Excerpt to read Start Marker

Students will be able to explain/apply:
- how organisms store genetic information and pass genetic and epi-genetic information from one generation to the next.
- how non-genetic information is passed from one generation to the next.
- how organisms control the expression of genetic information during development and ontogeny.
- how organisms, tissues, and cells detect, process, and interpret information from the environment to modulate gene expression and to regulate physiological processes and behavior.
4. Pathways and transformations of energy and matter: biological systems grow and change by processes based upon chemical transformation pathways and are governed by the laws of thermodynamics.
Principles: Energy cannot be created or destroyed, but can be changed from one form to another. Matter cannot be created or destroyed, but can be changed from one form to another. Energy captured by primary producers is necessary to support the maintenance, growth, and reproduction of all organisms.
Students will be able to explain/apply:
- how organisms obtain and use matter and energy to live and grow.
- how organisms interact with the environment.
- how matter and energy move through an ecosystem.
5. Systems: living systems are interconnected and interacting.
Principles: Biological molecules, genes, cells, tissues, organs, organisms, communities, and ecosystems interact to form complex networks. A change in one component of the network can affect many other components. Organisms have complex systems that integrate internal and external information, incorporate feedback control, and allow them to respond to changes in the environment.
Students will be able to explain/apply:
- how organisms are composed of interacting systems with varying degrees of homeostasis.
- how living systems, at levels of organization from the organism to the biosphere, are interconnected and interacting.
- how systems change over time.
- how living systems interact with non-living components of the earth.
- the direct effects that biological diversity has on ecosystem services and humans.
- how humans depend on ecosystems for their health and well-being.
- --what effects humans have on ecosystems and what humans can do to mitigate negative impacts they have on ecosystems.
Core competencies and disciplinary practice
1. Ability to apply the process of science: biology is evidence-based and grounded in the formal practices of observation, experimentation, and hypothesis testing.
Students will be able to:
- exhibit critical thinking and problem-solving skills.
- distinguish among belief, opinion, fact, hypothesis, and theory and explain the process of inference, within the context of science.

Excerpt to read End Marker
Source data Start Marker

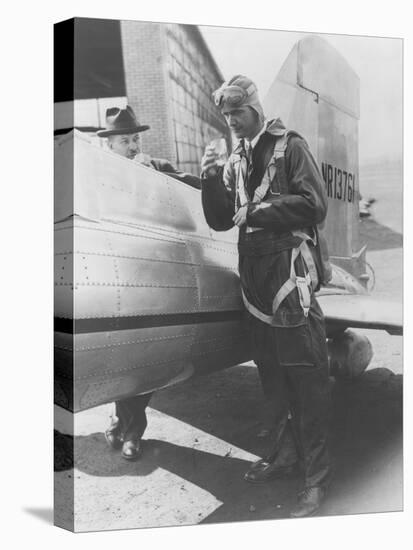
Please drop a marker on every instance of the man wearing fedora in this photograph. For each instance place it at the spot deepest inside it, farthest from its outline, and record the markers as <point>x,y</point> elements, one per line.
<point>122,131</point>
<point>123,134</point>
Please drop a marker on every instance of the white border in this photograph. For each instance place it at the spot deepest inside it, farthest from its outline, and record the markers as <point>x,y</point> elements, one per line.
<point>26,222</point>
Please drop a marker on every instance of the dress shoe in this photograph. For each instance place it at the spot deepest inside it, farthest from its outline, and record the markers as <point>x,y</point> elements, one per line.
<point>113,440</point>
<point>264,470</point>
<point>131,450</point>
<point>309,502</point>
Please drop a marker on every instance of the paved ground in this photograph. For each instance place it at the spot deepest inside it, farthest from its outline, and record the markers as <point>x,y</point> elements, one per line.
<point>203,434</point>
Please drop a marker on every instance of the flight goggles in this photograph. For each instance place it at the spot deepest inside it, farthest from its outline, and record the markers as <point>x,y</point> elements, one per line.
<point>233,95</point>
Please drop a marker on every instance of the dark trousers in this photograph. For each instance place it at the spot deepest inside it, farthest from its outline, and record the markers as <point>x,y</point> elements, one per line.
<point>130,419</point>
<point>298,396</point>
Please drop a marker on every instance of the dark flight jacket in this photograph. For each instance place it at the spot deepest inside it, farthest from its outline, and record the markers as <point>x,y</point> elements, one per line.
<point>264,256</point>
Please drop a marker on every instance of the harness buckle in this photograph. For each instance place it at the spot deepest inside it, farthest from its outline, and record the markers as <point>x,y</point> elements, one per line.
<point>304,294</point>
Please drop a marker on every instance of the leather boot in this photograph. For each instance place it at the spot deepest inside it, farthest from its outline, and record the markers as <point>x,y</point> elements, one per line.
<point>113,439</point>
<point>309,502</point>
<point>131,450</point>
<point>264,470</point>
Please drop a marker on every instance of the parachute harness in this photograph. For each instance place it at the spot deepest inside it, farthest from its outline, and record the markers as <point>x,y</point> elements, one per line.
<point>304,284</point>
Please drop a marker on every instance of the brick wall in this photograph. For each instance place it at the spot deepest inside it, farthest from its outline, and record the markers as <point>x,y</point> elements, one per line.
<point>144,58</point>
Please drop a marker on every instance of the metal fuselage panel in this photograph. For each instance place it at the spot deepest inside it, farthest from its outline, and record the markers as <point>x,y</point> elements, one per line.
<point>317,94</point>
<point>146,294</point>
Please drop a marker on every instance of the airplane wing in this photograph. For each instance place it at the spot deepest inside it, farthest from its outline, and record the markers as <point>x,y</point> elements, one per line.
<point>361,311</point>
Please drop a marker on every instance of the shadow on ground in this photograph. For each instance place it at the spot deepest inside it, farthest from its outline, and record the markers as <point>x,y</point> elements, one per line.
<point>366,445</point>
<point>378,237</point>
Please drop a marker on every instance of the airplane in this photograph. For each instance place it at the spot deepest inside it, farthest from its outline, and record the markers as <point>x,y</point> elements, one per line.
<point>148,295</point>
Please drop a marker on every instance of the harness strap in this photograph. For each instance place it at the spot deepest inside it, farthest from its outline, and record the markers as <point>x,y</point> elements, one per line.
<point>305,284</point>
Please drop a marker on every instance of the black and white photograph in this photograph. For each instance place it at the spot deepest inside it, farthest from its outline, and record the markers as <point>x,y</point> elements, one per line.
<point>205,274</point>
<point>228,242</point>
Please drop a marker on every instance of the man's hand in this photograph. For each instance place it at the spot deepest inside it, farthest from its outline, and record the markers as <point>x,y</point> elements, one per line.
<point>143,158</point>
<point>209,166</point>
<point>240,217</point>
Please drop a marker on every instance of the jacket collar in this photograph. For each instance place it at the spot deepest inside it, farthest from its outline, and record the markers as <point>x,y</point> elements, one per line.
<point>275,127</point>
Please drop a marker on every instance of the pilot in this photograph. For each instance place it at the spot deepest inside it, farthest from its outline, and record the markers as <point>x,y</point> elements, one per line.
<point>272,189</point>
<point>122,131</point>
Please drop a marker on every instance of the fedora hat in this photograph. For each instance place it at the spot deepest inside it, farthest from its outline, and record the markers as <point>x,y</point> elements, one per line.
<point>121,121</point>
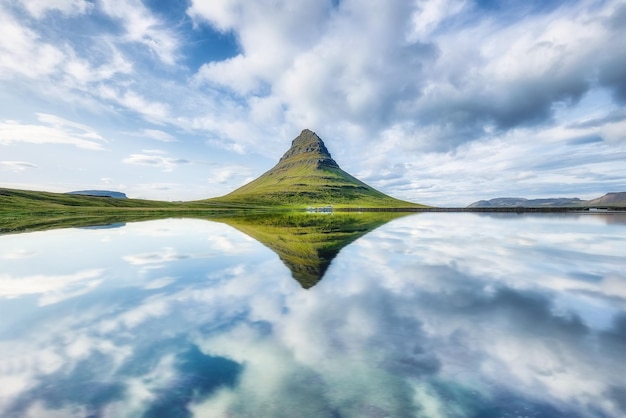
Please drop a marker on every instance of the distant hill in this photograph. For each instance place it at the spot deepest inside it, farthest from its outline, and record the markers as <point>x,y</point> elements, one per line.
<point>307,175</point>
<point>101,193</point>
<point>609,199</point>
<point>508,202</point>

Source data End Marker

## Task item
Please return, word for word, the part of the biology outcomes text above that begins at the words "5. Systems: living" and stops after the words "in the environment.".

## Result
5. Systems: living systems are interconnected and interacting.
Principles: Biological molecules, genes, cells, tissues, organs, organisms, communities, and ecosystems interact to form complex networks. A change in one component of the network can affect many other components. Organisms have complex systems that integrate internal and external information, incorporate feedback control, and allow them to respond to changes in the environment.